WHAT TO PRODUCE: Rewrite all of the following material, changing every occurrence of "one point per instance" to "one point for each instance" and leaving everything else unchanged.

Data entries
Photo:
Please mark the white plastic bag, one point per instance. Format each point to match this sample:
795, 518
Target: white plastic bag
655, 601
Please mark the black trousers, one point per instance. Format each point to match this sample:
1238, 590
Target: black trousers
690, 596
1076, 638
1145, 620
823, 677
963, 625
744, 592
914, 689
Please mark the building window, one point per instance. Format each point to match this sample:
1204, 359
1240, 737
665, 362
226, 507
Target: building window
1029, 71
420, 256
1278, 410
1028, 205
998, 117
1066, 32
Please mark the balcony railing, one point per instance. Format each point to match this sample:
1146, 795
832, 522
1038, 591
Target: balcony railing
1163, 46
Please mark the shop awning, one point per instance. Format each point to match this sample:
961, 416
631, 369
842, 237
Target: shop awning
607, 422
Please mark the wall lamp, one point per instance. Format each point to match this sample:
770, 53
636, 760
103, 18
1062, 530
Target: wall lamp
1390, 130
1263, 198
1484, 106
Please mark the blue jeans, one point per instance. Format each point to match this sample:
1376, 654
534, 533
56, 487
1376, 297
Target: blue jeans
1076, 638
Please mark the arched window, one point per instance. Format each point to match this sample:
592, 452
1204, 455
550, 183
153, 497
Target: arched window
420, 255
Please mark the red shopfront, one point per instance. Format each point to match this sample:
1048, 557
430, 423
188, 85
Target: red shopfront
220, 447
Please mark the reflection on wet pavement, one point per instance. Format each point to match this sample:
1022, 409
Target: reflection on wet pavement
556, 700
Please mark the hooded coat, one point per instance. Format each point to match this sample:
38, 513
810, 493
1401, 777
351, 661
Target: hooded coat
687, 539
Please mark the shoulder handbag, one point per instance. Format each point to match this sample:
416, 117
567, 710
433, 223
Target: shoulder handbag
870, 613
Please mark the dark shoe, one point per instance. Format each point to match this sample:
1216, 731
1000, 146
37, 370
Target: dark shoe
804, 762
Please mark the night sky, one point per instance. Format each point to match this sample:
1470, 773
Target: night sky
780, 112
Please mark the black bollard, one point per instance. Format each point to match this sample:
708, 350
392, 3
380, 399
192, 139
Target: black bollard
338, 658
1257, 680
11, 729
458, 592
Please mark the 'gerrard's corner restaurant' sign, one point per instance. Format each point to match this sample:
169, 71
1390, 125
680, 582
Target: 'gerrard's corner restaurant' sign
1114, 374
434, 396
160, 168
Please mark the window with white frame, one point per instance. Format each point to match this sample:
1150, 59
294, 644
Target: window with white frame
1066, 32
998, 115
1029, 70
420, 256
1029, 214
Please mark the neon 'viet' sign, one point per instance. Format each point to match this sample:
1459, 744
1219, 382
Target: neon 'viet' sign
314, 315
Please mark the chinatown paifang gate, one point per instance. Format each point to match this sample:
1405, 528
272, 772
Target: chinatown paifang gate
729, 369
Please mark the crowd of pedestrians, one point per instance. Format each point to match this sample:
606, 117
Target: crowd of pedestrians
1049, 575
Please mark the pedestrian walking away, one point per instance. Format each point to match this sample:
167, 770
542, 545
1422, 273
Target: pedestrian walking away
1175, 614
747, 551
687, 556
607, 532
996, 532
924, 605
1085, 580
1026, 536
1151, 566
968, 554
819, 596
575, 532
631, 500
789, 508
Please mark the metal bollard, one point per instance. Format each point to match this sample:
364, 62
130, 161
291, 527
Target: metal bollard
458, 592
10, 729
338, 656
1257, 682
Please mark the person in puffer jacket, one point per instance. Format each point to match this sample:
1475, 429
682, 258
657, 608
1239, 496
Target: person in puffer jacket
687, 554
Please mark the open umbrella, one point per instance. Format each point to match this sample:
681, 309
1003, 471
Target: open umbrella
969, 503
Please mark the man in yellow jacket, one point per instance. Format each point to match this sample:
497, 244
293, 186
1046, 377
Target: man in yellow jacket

SOLVED EXERCISE:
Photo:
Please mark the white plastic bag, one point for each instance. Format each point to match this sample:
795, 518
Target: white plastic bag
655, 601
Please mark the black trousers, one point for each instance. Format each point to match this sample:
1238, 590
Target: black trousers
690, 596
1076, 638
1145, 620
823, 677
963, 625
744, 592
914, 689
Please mark the building window, one point for each instance. Format each point to match this sample:
1204, 359
1240, 737
665, 362
226, 507
Target: building window
1029, 71
420, 256
1278, 410
1028, 205
998, 117
1066, 32
Please mark the balcony railing, one point for each instance. Format each point to match this sample:
1146, 795
832, 522
1038, 591
Target: balcony railing
1163, 46
Please mark the shop awning, one point for each instance. Format each point to match this sample:
961, 416
631, 369
842, 237
Target: shop awning
607, 422
Please mark the wall lamp, one point for each instance. Format each point to match this sample:
770, 53
636, 760
103, 18
1062, 530
Target: wall lamp
1390, 130
1263, 198
1484, 106
Please mark the blue jeans, one point for each instance. Format each point to match this sample:
1376, 654
534, 533
56, 487
1376, 297
Target: blue jeans
1076, 638
Please mark the arched window, one point for each instance. Format each point to match this sample:
592, 452
1204, 455
550, 183
153, 497
Target: arched window
420, 255
Please mark the red shopfront, one point for each instance. Format each point to match this sample:
1048, 557
430, 423
188, 85
Target: red shopfront
220, 447
Please mark the reflection on wet pavement, one point for each instance. Format each point to match this sample:
1022, 409
Target: reflection on wet pavement
556, 700
Please mark the hooded coat, one point for each instance. Format each point to match this sample:
38, 513
810, 493
1401, 777
351, 661
Target: hooded coat
687, 539
Please mark the shoulder handbag, one point for each instance. Format each point to match this sample:
416, 117
567, 710
433, 223
Target: shoulder handbag
870, 613
Please mark the dark shoe, one point for each instance. Format each point to match this sample:
1216, 731
1000, 146
37, 370
Target: dark shoe
804, 762
Please mark the night sky, one point for each instance. Format each point to match this sample:
1470, 773
Target: night sky
780, 112
Please mark the black bollard, one point for each instance. Format each point to match this sample:
708, 350
392, 3
380, 399
192, 139
Target: black bollard
338, 658
1257, 680
11, 729
458, 592
Please mark the 'gerrard's corner restaurant' sign, one point for each instance. Format each point to match this sample:
169, 71
1390, 125
680, 582
Target: 'gerrard's corner restaurant' sign
1114, 374
434, 396
160, 168
Please mark the window with white frame, one point for each instance. Format each point to match this sample:
1150, 59
294, 644
Target: window with white frame
1066, 32
998, 115
1029, 70
420, 256
1029, 214
Please mark the neon 'viet' sign, one point for each instance. Format each point to match this sample:
1459, 744
1219, 382
Target: neon 'viet' sign
314, 315
Please mark the chinatown paifang gate, one point for each instance. Format each point to match this sample:
1405, 528
272, 772
Target: chinatown paifang gate
729, 369
Please mark the crowd of pedestrians, one point for each instance. Format each point to match this sample:
606, 117
Target: crowd of pedestrians
1049, 575
Please mark the pedestrian walking away, one point for each instance. Format each point to match this sample:
167, 770
542, 545
1422, 273
Target: pedestrian walking away
1175, 614
747, 551
687, 556
607, 532
996, 532
924, 605
1085, 580
1026, 536
1151, 566
968, 554
819, 596
575, 532
631, 500
789, 508
Please mark the metal bollard, one point for each instance. Format each point to match this sample:
364, 62
130, 161
291, 527
Target: metal bollard
458, 592
10, 729
338, 656
1257, 682
Please mark the person in puffer jacket, one point for each instance. Format each point to match this sample:
1475, 429
682, 258
657, 608
1239, 496
Target: person in puffer jacket
687, 554
Please mark the open umbrella, one point for each instance. Format each point to match this sample:
681, 309
1003, 471
Target: open umbrella
969, 503
Please mark the man in yellow jacket, one point for each instance. Format each point to match this sample:
497, 244
293, 186
1046, 377
Target: man in yellow jacket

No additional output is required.